:: Source text ::

Beware of the Curse of Knowledge. When you know something it is almost impossible to imagine what it is like not to know that thing. This is the curse of knowledge, and it is the root of countless misunderstandings and inefficiencies. Smart people who are comfortable with complexity can be especially prone to it!
Focus on the Fundamentals. Here are six fundamentals that will continue to be relevant for a long time: Teamwork; Trust; Communitication; Seek Consensus; Automated Testing; Clean, understandable, and navigable code and design.
Simplicity.
Seek First to Understand.
Beware Lock-in.
Be Honest and Acknowledge When You Don’t Fit the Role.
Cloud first means all your engineers can work on the latest release all the time. It’s a big deal because you don’t have many versions of a product out with your customers, you have one. Everyone is present on the latest release.
Because it’s an online service you can get very close with your customers. You can see who’s how often and how long customers use a feature. That can be very humbling. You don’t want anything to get in the way of brutal honest feedback from the customer.

:::
:: Provided records ::

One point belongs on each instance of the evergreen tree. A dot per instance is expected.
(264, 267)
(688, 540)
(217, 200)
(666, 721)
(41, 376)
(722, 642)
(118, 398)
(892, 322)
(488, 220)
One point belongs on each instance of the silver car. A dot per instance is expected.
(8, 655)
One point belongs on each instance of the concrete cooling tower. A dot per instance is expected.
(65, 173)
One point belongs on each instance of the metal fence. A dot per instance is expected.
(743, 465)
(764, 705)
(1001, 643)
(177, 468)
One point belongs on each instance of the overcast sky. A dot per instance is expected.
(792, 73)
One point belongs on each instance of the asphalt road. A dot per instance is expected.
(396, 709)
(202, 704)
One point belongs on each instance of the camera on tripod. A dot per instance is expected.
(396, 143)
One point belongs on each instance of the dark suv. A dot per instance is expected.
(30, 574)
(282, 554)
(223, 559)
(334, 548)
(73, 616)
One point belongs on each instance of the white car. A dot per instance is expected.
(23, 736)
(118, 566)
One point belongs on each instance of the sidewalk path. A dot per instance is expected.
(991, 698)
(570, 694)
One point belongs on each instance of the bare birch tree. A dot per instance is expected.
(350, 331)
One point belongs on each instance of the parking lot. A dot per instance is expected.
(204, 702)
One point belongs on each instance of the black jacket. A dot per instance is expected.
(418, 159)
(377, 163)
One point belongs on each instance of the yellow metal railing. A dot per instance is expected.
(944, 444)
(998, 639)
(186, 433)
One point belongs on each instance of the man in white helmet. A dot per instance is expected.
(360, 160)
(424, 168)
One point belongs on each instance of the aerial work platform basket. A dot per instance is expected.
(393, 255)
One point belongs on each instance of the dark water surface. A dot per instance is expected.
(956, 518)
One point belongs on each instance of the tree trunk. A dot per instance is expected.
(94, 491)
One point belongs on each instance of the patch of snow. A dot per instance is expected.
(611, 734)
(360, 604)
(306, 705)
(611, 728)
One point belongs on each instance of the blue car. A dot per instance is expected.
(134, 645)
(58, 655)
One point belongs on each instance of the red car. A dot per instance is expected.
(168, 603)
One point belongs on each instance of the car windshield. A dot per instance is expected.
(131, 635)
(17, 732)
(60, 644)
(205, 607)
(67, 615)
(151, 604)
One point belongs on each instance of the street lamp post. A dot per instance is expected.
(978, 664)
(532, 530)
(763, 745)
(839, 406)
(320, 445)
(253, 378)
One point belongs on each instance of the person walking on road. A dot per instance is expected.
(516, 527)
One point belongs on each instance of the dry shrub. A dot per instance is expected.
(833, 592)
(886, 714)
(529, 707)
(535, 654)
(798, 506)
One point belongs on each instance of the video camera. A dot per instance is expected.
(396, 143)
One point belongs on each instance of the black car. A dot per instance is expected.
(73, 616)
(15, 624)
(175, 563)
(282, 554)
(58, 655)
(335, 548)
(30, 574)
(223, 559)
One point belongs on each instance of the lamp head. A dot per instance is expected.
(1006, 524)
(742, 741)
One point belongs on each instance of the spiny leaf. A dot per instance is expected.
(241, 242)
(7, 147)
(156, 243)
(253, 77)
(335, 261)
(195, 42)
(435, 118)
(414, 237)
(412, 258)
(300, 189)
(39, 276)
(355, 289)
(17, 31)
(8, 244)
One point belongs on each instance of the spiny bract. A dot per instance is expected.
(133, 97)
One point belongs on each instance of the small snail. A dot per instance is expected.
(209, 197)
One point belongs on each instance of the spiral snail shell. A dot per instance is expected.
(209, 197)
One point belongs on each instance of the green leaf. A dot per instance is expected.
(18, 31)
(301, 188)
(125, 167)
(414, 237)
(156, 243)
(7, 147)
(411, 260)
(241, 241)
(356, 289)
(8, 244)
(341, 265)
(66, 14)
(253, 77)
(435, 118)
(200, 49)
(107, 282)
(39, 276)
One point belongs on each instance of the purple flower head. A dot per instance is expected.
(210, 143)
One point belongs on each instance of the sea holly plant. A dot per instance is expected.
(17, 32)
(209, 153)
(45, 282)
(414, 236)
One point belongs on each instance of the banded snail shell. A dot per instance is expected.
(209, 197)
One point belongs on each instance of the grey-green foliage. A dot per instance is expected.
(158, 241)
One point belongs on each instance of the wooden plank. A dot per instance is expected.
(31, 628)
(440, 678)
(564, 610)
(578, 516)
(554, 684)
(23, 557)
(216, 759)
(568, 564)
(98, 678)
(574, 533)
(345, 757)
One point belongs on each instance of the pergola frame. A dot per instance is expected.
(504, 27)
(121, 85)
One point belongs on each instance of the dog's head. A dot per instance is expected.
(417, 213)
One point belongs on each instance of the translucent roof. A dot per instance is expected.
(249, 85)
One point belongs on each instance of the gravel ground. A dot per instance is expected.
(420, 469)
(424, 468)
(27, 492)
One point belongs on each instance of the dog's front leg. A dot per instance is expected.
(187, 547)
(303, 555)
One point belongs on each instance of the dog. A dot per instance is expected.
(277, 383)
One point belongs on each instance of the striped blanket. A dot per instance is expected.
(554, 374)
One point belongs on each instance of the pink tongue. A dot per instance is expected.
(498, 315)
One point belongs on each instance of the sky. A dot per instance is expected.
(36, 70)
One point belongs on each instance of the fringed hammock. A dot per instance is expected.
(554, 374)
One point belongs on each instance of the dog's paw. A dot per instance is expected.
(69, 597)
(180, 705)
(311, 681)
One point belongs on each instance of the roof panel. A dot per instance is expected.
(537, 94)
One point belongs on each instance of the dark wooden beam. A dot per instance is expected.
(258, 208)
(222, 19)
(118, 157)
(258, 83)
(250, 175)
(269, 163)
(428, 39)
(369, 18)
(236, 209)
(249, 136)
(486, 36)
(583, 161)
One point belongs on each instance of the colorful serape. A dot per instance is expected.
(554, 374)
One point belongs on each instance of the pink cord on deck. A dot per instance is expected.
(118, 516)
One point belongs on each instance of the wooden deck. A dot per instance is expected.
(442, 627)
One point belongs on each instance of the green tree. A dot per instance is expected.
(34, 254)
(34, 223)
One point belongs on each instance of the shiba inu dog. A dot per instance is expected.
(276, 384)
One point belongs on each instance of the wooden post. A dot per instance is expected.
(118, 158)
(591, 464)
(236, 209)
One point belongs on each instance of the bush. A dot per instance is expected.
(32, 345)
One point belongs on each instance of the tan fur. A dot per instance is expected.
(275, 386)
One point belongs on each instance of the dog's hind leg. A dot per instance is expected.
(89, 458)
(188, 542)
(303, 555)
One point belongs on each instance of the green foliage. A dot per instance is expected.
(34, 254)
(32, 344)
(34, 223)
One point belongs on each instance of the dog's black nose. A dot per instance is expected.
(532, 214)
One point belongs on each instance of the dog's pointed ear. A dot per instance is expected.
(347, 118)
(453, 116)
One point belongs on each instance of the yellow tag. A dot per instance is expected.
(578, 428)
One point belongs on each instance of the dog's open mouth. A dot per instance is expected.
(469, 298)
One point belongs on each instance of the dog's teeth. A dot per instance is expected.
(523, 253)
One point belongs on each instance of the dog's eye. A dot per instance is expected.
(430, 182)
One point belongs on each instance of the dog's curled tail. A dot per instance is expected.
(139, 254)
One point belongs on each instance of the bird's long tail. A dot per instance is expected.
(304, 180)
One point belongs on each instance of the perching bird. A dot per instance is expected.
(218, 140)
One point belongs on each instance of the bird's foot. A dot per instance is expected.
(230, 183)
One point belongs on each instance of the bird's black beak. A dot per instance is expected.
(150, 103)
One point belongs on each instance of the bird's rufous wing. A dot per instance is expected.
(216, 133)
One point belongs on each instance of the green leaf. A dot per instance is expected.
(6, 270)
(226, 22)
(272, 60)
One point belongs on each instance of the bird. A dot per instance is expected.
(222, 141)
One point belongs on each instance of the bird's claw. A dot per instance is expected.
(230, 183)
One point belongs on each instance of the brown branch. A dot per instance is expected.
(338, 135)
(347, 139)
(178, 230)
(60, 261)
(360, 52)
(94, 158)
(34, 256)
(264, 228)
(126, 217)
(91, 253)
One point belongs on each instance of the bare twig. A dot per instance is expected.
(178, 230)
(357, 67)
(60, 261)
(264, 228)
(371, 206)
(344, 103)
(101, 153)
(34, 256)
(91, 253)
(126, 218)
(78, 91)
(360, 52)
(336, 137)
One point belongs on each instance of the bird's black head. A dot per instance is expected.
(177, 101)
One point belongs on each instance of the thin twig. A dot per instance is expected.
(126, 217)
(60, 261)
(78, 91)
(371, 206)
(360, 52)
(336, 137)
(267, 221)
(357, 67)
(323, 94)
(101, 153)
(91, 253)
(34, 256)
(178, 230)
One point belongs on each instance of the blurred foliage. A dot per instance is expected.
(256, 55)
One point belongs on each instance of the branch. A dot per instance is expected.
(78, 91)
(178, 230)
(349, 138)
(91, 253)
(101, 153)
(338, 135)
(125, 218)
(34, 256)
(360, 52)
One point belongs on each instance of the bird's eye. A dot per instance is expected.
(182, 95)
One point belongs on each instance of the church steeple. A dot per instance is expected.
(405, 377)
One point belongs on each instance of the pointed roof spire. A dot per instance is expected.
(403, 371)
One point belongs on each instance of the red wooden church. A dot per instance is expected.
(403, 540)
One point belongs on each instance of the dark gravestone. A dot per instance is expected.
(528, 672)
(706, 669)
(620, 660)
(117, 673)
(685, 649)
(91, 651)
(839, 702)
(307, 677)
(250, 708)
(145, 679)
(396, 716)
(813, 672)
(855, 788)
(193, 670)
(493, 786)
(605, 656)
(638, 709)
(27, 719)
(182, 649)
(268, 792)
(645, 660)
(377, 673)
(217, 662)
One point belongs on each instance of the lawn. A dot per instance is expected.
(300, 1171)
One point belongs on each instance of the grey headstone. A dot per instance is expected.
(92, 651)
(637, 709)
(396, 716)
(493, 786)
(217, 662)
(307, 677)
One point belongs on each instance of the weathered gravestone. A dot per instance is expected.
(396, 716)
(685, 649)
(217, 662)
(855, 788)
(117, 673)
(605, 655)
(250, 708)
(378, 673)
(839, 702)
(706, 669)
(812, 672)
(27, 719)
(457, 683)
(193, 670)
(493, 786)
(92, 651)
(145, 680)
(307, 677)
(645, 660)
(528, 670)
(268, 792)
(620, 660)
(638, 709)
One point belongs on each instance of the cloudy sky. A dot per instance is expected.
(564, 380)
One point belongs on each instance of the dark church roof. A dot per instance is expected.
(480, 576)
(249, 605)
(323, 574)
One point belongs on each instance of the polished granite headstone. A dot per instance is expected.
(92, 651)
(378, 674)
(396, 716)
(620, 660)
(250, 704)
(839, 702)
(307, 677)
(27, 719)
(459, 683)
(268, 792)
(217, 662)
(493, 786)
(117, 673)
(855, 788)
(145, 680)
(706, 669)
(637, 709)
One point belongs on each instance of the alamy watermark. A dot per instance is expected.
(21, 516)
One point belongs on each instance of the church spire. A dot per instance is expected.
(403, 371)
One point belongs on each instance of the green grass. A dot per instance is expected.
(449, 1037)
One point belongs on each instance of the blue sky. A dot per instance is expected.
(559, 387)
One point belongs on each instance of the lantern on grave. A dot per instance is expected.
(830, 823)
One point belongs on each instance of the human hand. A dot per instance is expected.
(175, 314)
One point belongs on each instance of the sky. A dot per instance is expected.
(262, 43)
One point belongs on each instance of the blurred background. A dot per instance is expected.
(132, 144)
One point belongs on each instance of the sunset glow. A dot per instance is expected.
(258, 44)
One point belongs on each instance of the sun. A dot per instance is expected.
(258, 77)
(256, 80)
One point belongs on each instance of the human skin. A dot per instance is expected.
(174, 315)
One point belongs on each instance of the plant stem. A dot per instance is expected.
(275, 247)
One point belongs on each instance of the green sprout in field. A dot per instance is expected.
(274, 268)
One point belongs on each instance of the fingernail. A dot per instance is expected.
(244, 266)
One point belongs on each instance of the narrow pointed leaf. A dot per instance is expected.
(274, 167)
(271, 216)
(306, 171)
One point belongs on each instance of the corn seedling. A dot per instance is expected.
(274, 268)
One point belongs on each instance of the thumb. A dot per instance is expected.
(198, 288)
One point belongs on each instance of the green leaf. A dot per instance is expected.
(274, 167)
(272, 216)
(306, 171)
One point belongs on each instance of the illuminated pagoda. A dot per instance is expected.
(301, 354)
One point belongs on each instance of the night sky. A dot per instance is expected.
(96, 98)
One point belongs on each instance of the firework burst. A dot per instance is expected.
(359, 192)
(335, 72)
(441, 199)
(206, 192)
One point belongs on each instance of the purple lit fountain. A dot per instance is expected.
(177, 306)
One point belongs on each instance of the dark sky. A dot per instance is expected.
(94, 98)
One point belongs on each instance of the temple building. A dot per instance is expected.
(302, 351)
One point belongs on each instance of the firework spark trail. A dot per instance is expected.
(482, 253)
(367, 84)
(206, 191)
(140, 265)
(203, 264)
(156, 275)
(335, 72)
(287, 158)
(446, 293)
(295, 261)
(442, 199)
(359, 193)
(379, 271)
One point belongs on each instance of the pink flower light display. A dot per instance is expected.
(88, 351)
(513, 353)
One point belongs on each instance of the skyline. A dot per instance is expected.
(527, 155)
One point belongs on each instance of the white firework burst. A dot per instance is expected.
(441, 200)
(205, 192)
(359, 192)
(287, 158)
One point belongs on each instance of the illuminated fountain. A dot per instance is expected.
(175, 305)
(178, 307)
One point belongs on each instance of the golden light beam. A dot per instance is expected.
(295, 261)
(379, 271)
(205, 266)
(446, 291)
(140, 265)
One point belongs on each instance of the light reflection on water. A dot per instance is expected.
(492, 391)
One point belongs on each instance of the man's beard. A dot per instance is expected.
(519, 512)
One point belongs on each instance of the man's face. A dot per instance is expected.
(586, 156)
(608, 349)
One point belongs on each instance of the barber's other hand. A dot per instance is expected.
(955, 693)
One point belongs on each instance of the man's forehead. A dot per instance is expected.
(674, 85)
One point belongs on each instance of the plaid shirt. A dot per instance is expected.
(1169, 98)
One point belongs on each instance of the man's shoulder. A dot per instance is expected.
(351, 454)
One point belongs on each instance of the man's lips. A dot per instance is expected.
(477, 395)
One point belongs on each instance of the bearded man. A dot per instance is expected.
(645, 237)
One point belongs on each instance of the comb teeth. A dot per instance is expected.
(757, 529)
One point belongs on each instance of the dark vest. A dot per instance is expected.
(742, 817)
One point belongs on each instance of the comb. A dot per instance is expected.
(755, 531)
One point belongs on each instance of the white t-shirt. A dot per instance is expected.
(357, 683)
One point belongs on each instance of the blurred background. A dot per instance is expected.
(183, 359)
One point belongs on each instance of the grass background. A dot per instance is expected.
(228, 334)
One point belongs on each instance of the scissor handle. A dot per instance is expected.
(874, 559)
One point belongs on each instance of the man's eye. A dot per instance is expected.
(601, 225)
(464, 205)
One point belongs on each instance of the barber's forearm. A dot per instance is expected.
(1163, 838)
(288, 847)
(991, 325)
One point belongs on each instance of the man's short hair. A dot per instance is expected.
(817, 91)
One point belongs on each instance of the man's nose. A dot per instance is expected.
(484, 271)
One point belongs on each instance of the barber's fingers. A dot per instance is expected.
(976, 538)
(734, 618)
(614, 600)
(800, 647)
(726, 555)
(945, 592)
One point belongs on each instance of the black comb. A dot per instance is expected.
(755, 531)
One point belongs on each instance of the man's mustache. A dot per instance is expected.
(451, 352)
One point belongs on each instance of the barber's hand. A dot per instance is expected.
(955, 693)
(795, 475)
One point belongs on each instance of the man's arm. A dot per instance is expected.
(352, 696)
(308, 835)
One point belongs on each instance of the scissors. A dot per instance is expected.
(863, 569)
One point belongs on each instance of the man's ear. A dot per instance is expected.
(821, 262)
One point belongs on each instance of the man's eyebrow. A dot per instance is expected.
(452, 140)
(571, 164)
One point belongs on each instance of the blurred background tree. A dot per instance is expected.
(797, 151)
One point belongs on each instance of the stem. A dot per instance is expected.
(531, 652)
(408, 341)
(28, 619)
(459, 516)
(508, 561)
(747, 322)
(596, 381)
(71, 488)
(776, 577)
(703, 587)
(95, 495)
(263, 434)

:::

- _Work required_:
Continue the text above on engineering lessons and cloud-first development, starting after its last sentence.

- _Answer to the problem_:
CI/CD. Work on something starting monday and release in friday. It’s exciting to get that instant gratification from customer feedback. It’s very motivating.
Early in a startup you don’t know what the customer wants so you have to change directions quickly. You can change very quickly in a cloud first / saas product and set yourself up for success based on what the customer wants instead of what the last head of sales wanted.
Say no more than you say yes. Keep roadmaps short; a couple of quarters at most. Focus on two or three big features (epics). This communicates to the team what is important. Focus the team on what matters most. Prevents feature creep. Keeps focus on what the customer wants. Unless it comes from the customer it doesn’t go on the roadmap. In a cloud first company you can get closer to your customer.
Product marketing is dying. It’s no longer authentic. The content isn’t deep enough. Buyers are now more educated. Goal is to produce high quality technical content. The model is a news room setup where freelance and internal people write high quality technical content. Push the content out so you educate the buyer, establish credibility, and earn the right for their business. The world is becoming inverted. Go all digital with domain experts producing high quality content first instead of sales materials, power points, PDFs, and value props to support the sales force. Establish trust through education. Then you earn the right to sell.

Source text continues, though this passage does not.